▶ **Exercise details**
Pull out every line below that contains the word "negative" and copy each one in full.

(Saved data entries)
········

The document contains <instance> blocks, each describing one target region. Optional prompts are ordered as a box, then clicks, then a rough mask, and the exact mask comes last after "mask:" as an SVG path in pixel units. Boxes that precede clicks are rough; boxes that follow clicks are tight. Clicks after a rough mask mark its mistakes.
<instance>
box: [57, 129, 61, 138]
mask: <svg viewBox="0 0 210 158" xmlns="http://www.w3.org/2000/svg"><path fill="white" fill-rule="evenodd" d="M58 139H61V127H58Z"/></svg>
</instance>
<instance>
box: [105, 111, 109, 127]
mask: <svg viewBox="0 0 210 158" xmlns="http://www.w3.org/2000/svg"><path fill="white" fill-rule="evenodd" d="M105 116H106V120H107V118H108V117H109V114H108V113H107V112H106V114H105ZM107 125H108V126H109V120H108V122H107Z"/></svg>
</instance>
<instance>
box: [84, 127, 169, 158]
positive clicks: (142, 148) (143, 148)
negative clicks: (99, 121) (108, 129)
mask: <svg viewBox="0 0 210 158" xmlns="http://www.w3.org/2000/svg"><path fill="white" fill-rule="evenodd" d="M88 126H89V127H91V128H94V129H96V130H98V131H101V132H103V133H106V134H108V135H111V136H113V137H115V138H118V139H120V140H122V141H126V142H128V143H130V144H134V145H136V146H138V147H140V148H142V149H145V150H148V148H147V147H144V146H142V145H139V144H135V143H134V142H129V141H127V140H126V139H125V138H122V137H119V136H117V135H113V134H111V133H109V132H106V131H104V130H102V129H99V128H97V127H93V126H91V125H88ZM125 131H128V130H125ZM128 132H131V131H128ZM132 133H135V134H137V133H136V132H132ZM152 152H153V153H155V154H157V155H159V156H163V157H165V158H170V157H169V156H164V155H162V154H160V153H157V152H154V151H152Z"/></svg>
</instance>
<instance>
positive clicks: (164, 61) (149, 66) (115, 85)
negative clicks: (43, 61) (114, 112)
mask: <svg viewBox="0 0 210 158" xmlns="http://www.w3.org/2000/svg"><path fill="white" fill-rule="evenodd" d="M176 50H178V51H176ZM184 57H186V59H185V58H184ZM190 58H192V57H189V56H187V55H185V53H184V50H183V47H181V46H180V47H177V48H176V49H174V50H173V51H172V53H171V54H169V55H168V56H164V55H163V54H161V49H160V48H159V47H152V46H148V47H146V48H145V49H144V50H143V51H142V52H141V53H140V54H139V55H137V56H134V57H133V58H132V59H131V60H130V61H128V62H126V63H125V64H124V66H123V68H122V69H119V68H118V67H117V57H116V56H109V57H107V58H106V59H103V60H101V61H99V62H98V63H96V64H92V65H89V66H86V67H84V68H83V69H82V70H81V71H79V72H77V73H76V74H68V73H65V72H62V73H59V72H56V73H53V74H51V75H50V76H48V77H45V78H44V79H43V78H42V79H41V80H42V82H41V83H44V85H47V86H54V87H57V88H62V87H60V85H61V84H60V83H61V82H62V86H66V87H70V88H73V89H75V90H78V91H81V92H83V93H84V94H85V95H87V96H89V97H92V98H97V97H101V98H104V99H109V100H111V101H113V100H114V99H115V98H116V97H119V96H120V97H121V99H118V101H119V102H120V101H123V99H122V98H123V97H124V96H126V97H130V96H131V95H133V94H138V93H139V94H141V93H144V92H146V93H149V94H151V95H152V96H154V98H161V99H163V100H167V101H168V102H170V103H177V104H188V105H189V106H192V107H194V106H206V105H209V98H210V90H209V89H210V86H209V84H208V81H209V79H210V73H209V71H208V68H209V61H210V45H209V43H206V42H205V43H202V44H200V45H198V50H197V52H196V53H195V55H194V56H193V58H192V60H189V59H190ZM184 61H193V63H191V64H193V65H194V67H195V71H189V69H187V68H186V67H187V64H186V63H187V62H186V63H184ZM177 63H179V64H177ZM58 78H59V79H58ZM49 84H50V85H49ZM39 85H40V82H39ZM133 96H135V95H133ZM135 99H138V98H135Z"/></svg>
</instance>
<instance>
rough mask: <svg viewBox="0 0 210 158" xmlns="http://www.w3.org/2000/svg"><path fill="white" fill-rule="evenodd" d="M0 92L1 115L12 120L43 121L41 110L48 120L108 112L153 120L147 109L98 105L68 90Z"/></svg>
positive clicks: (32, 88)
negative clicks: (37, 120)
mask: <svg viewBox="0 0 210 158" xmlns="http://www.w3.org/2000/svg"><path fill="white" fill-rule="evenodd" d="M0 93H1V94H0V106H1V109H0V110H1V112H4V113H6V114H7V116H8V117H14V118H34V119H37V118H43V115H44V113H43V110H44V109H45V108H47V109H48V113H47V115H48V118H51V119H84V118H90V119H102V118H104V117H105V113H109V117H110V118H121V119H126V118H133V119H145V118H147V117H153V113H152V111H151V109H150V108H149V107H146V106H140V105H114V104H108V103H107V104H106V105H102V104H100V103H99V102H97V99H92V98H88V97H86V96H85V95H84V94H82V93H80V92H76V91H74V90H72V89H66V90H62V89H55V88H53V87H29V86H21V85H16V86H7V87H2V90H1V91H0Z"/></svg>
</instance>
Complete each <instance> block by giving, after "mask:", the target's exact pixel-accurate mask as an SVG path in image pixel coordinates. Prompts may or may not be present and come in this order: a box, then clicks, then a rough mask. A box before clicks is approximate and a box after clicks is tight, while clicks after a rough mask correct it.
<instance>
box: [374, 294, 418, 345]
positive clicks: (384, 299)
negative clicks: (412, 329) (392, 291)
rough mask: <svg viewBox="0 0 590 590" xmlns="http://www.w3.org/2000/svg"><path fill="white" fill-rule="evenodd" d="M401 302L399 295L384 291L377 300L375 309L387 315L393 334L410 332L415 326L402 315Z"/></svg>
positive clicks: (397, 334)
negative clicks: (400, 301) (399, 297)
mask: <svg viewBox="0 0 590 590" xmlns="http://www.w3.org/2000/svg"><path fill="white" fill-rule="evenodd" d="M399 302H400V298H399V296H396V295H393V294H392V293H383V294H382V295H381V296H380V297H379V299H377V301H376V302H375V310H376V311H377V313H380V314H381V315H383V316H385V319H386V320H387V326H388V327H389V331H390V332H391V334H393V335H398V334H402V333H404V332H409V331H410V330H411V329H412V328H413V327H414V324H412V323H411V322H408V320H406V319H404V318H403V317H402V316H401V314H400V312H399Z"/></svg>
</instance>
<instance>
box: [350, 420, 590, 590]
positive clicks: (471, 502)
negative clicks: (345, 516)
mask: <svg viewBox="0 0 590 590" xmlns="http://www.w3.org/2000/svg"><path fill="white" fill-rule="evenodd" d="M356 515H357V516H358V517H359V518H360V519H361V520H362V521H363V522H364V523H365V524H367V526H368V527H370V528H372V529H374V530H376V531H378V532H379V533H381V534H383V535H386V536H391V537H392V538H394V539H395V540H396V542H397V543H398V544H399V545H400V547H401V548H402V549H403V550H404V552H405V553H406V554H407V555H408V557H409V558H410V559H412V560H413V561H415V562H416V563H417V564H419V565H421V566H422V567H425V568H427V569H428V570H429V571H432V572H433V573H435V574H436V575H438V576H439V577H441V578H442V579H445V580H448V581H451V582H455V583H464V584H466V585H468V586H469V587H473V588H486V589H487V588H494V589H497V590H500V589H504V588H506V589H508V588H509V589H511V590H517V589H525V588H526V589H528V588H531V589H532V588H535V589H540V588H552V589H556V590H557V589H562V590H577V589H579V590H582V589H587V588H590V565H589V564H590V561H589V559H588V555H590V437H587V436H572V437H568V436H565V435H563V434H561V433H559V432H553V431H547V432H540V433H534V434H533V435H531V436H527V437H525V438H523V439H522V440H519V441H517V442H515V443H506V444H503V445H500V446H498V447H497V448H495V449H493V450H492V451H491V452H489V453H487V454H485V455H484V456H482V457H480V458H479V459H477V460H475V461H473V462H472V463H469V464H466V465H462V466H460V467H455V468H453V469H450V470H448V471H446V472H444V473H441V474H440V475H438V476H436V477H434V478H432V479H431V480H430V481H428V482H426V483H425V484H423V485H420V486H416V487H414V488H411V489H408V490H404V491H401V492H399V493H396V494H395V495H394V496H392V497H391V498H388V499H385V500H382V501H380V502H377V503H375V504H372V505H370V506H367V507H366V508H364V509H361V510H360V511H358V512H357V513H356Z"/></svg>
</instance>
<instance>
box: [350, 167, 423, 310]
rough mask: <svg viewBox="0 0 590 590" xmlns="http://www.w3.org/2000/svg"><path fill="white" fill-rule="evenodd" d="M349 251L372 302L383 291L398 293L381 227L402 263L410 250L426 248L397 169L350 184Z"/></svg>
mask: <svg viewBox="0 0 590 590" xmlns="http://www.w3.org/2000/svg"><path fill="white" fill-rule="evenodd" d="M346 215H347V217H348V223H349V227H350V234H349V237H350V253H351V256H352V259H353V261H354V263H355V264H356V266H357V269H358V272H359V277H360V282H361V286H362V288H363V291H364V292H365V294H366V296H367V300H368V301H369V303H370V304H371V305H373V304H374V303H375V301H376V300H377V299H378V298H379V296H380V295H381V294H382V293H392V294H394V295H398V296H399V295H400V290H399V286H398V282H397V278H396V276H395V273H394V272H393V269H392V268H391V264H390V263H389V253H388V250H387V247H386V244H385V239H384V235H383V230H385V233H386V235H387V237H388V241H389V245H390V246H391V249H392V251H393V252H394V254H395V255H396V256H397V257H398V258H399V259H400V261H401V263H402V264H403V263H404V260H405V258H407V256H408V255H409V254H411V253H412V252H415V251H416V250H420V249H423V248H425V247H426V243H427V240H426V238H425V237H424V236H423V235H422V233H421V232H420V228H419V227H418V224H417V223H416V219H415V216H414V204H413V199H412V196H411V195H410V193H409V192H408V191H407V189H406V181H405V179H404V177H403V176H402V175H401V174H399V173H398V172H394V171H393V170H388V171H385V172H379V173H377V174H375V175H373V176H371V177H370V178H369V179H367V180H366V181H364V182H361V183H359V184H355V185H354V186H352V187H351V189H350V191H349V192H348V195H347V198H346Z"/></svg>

········

▶ **Solution to this task**
negative clicks: (99, 121) (108, 129)
negative clicks: (43, 61) (114, 112)
negative clicks: (37, 120)
negative clicks: (412, 329) (392, 291)
negative clicks: (400, 301) (399, 297)
negative clicks: (345, 516)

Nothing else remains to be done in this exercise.